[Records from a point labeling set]
───

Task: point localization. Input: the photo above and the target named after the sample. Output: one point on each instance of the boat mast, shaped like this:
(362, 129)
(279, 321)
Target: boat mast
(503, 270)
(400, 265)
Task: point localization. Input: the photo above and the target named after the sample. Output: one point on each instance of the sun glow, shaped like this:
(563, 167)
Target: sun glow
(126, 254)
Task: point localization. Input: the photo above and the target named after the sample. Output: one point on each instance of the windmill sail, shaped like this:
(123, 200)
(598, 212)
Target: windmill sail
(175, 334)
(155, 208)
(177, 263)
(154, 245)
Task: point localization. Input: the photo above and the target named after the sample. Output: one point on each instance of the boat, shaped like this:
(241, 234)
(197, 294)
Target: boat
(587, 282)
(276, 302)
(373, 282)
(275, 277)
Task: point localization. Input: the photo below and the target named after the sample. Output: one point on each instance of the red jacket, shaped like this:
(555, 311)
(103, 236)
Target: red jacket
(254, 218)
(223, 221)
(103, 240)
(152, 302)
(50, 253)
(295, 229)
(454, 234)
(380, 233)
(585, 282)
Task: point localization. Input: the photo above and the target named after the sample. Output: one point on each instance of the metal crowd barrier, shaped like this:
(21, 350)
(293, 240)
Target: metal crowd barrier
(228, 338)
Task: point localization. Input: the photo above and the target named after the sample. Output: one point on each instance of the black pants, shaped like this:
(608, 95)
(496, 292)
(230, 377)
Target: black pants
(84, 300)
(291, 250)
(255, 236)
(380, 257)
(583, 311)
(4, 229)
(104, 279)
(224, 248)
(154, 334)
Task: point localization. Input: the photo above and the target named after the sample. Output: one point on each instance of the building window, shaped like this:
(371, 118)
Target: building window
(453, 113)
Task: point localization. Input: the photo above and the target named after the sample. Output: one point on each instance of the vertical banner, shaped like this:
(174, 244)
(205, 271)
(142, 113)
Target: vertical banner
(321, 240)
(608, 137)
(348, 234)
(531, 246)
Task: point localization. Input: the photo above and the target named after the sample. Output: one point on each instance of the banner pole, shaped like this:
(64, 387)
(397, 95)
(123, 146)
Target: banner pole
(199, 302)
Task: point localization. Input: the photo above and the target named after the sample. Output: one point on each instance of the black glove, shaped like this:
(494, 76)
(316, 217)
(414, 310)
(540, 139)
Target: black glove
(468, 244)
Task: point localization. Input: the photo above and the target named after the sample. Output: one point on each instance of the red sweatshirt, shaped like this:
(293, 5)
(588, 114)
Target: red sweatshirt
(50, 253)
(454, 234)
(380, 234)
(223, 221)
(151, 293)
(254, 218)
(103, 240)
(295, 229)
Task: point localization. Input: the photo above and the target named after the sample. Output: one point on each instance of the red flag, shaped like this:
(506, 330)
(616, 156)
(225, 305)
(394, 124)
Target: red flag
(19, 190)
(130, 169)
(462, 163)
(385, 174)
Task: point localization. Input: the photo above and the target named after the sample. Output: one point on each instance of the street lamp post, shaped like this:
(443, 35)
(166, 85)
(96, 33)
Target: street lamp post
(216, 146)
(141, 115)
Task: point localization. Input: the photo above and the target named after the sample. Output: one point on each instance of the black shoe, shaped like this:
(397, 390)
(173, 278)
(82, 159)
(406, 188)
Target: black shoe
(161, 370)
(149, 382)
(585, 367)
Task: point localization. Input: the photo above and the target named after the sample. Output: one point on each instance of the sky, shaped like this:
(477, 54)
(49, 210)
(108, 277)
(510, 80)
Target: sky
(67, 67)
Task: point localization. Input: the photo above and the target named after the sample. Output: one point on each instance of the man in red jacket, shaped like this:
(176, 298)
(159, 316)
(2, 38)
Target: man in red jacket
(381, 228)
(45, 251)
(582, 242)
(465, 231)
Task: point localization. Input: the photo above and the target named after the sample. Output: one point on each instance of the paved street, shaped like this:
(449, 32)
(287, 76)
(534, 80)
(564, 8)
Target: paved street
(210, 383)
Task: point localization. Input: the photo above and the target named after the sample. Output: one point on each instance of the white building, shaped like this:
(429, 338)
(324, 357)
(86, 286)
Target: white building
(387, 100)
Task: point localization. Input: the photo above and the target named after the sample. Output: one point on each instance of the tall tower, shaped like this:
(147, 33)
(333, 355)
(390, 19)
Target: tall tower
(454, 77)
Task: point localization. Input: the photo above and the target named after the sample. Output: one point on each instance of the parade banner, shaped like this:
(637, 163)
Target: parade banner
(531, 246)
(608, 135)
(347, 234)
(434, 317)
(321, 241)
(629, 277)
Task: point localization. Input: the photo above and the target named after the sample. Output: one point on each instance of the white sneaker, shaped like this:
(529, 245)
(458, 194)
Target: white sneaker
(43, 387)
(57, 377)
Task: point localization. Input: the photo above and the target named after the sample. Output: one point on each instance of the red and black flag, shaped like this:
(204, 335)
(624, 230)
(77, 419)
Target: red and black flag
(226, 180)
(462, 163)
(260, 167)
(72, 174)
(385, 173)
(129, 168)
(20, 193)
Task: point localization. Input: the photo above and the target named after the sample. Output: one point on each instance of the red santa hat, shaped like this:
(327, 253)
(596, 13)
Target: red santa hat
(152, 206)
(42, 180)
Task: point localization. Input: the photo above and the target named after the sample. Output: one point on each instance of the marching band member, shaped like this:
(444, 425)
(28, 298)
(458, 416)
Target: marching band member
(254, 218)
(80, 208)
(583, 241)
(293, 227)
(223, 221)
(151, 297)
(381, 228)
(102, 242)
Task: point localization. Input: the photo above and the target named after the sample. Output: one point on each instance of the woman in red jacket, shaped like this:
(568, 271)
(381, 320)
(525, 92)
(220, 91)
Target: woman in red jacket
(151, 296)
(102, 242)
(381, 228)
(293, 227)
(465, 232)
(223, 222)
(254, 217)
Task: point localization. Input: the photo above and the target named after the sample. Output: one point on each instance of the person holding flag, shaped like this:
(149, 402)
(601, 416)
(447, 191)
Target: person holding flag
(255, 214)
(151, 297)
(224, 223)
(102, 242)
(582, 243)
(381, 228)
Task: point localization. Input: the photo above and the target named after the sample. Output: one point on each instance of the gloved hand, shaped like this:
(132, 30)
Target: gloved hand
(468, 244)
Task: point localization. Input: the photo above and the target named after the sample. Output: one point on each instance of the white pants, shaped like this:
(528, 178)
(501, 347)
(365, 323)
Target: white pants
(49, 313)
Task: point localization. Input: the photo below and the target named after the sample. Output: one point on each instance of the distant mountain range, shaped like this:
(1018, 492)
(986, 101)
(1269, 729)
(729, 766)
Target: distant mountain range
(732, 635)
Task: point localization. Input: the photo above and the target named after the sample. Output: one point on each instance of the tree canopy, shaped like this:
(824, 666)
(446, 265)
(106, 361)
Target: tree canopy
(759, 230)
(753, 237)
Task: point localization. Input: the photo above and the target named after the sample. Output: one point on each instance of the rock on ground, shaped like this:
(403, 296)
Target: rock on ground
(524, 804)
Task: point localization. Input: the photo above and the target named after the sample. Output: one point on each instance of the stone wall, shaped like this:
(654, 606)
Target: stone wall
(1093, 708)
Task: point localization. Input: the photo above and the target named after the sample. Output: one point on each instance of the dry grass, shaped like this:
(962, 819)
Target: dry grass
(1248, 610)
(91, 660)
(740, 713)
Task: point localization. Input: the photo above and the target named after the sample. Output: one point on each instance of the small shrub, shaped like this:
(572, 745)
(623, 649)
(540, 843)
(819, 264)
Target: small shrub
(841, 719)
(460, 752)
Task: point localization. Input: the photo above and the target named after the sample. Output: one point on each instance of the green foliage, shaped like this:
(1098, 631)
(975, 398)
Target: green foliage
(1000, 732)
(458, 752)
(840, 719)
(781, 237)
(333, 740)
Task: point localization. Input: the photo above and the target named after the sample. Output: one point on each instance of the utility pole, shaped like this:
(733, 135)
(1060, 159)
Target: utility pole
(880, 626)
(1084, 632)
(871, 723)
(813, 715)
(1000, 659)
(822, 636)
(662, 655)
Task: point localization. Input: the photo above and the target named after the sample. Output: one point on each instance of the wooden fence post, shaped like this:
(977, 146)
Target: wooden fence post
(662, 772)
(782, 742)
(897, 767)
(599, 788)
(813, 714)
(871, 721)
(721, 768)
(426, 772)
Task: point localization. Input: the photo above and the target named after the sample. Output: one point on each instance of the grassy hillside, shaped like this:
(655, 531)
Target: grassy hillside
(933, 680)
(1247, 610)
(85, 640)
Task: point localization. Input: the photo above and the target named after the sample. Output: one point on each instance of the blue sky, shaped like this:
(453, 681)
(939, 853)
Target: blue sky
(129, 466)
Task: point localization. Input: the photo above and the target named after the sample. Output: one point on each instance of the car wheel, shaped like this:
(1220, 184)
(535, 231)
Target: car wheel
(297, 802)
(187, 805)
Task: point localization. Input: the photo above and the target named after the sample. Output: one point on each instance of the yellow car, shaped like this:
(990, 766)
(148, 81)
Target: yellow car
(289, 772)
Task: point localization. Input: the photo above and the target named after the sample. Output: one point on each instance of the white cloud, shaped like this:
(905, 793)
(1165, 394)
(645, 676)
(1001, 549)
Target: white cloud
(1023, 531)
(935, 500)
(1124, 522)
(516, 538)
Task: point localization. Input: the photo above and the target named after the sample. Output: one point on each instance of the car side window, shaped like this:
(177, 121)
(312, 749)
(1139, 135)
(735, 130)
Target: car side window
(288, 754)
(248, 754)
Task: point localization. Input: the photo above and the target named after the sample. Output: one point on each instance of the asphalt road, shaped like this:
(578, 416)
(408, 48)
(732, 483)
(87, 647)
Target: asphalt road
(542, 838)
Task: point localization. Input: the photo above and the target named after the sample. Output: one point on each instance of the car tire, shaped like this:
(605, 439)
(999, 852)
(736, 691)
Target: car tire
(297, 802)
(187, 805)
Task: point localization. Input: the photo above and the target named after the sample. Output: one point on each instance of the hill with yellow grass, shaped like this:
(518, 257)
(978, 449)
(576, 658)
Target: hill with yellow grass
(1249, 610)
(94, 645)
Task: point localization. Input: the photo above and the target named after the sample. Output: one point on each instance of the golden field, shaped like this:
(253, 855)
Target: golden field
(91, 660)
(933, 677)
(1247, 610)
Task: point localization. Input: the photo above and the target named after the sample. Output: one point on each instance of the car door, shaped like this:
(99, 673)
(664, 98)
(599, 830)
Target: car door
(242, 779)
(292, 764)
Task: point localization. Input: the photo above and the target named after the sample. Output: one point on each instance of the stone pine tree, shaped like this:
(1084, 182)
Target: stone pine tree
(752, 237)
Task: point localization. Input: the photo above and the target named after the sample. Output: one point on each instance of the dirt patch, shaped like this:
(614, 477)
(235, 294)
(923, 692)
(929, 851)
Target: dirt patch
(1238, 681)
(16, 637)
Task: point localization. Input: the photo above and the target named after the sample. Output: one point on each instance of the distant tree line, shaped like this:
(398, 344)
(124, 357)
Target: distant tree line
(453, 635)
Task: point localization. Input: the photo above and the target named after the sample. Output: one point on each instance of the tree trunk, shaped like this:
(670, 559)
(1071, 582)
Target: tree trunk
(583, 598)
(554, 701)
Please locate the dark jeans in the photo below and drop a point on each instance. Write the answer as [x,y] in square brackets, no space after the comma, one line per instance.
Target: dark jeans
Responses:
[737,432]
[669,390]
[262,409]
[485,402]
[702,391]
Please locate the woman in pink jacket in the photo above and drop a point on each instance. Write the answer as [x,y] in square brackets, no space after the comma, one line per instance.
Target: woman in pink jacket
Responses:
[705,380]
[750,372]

───

**Task goal:** Print the line containing "tree trunk, shaped" and every line after it to the end of the records above, exactly as written, and nothing else.

**Exercise result:**
Task: point localization. Input: the photo above and the target named after the sample. Output: one point on each instance of the tree trunk, shaped like this:
(670, 559)
(1071, 582)
Target: tree trunk
(583, 598)
(554, 701)
Please locate the dark jeans in the photo below and drop a point on each instance. Write the answer as [x,y] in square brackets, no space after the comma, one line per instance.
Target: dark jeans
Responses:
[737,432]
[669,390]
[262,409]
[485,402]
[702,391]
Please locate the woman in pink jacket in the photo above and drop a point on each instance. Write the answer as [x,y] in square brackets, no space after the comma, one line per instance.
Target: woman in pink jacket
Responses:
[705,380]
[750,372]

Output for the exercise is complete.